### WORK REQUEST 1
In the fur-trade article, which newspaper reported that Chinese industrialists are buying fur?
### WORK REQUEST 2
Reproduce the stretch of the fur-trade article from "Antique raccoon fur" through "of northern Canada.".

### SUPPLIED TEXT
Antique raccoon fur coats can be found in just about every thrift store in Toronto because they’ve been donated by society ladies on mass for the last twenty years. In the late nineteen eighties shifting consumer tastes and catchy animal rights slogans including, “I’d rather go naked than wear fur” killed the market in Europe and North America. Dumpdiggers has reported before how the fur trade is a renewable resource and the unemployment the fashion shift caused severely impacted Native people in remote areas of northern Canada.
But a recent story in the National Post, suggests that Chinese industrialists are buying fur for fashion. They seek polar bear skins rugs and wall mounts, but also fox, mink, rabbit and even raccoon fur for fashion accessories, ornaments and coats. “The Chinese appetite for furry Canadian critters coats has single-handedly revived an industry that, in the North American and European spheres, was left for road kill more than 20 years ago.”

### PROVIDED RECORDS
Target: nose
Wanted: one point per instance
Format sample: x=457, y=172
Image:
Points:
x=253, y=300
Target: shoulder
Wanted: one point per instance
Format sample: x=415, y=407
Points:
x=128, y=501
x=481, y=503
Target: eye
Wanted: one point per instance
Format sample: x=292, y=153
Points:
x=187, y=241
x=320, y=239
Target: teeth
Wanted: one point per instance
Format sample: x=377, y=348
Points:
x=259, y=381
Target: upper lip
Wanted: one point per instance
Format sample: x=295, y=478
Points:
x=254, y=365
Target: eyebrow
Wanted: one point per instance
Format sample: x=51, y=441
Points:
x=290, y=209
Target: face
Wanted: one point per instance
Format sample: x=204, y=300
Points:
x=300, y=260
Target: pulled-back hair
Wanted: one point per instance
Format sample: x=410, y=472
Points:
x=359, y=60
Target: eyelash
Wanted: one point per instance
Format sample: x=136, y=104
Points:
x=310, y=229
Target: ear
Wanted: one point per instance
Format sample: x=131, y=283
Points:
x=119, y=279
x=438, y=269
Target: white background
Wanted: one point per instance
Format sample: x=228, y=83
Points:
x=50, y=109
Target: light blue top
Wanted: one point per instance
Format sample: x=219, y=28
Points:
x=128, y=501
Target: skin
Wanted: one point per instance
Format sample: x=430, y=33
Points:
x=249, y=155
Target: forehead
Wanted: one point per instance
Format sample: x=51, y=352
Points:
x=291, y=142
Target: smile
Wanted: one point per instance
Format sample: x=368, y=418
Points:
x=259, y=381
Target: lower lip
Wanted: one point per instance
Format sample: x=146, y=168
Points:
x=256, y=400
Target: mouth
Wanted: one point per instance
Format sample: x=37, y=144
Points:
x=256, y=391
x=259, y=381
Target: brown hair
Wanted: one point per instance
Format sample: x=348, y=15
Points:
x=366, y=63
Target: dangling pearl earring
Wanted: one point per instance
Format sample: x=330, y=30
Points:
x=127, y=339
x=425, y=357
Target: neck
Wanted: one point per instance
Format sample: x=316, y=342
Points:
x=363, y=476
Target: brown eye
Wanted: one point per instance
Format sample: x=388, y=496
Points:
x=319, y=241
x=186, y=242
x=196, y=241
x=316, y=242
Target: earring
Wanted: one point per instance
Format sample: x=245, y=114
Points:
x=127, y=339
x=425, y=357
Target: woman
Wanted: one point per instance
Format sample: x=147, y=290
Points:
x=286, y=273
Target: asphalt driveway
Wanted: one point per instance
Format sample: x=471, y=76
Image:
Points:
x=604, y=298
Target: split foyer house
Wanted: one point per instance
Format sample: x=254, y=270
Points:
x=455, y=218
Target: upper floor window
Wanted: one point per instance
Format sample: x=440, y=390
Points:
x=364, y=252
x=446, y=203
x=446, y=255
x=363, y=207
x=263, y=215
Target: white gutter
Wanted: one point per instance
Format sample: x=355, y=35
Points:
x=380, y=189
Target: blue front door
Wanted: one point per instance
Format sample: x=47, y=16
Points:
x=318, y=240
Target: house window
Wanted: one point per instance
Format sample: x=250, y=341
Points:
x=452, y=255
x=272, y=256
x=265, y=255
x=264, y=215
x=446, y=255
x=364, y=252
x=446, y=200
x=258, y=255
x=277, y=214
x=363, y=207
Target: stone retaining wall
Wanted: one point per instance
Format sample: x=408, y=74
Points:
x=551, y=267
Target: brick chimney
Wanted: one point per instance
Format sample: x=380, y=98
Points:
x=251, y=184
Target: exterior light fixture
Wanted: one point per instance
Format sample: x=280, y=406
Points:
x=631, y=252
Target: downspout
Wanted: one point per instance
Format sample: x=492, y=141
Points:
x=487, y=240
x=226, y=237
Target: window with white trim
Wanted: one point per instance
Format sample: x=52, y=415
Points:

### REPLY 1
The National Post

### REPLY 2
Antique raccoon fur coats can be found in just about every thrift store in Toronto because they’ve been donated by society ladies on mass for the last twenty years. In the late nineteen eighties shifting consumer tastes and catchy animal rights slogans including, “I’d rather go naked than wear fur” killed the market in Europe and North America. Dumpdiggers has reported before how the fur trade is a renewable resource and the unemployment the fashion shift caused severely impacted Native people in remote areas of northern Canada.